### Task to complete
Begin with the line containing "For every instance of the horse's hind" and copy each line exactly through the last line of the entries, inclusive.
*** Working data
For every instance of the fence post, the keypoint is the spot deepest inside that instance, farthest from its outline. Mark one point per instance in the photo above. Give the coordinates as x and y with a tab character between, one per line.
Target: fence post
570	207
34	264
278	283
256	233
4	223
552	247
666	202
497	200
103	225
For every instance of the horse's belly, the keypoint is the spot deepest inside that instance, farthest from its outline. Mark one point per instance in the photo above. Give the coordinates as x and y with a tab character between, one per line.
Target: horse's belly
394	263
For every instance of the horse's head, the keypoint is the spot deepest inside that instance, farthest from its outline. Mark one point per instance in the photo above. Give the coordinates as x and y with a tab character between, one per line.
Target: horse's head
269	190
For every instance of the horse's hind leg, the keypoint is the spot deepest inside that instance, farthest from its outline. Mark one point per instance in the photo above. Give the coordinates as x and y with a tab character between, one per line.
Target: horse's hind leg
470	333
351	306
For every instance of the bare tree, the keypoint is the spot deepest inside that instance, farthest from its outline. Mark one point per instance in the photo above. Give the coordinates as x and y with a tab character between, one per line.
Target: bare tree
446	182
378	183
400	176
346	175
******
### Result of this task
For every instance of the horse's hind leg, the keypoint is the spot deepest inside that instance, farthest from its outline. Mark one point per instance in the photo above. Give the coordinates as x and y with a tab character between, one per line.
Target: horse's hind leg
470	333
351	306
For every instance of the bare tree, the keypoint is the spot deepest inside that instance, farthest from its outline. Mark one point per instance in the photo above. Give the coordinates as x and y with a tab character between, one per line.
Target: bare tree
446	182
378	183
400	176
346	175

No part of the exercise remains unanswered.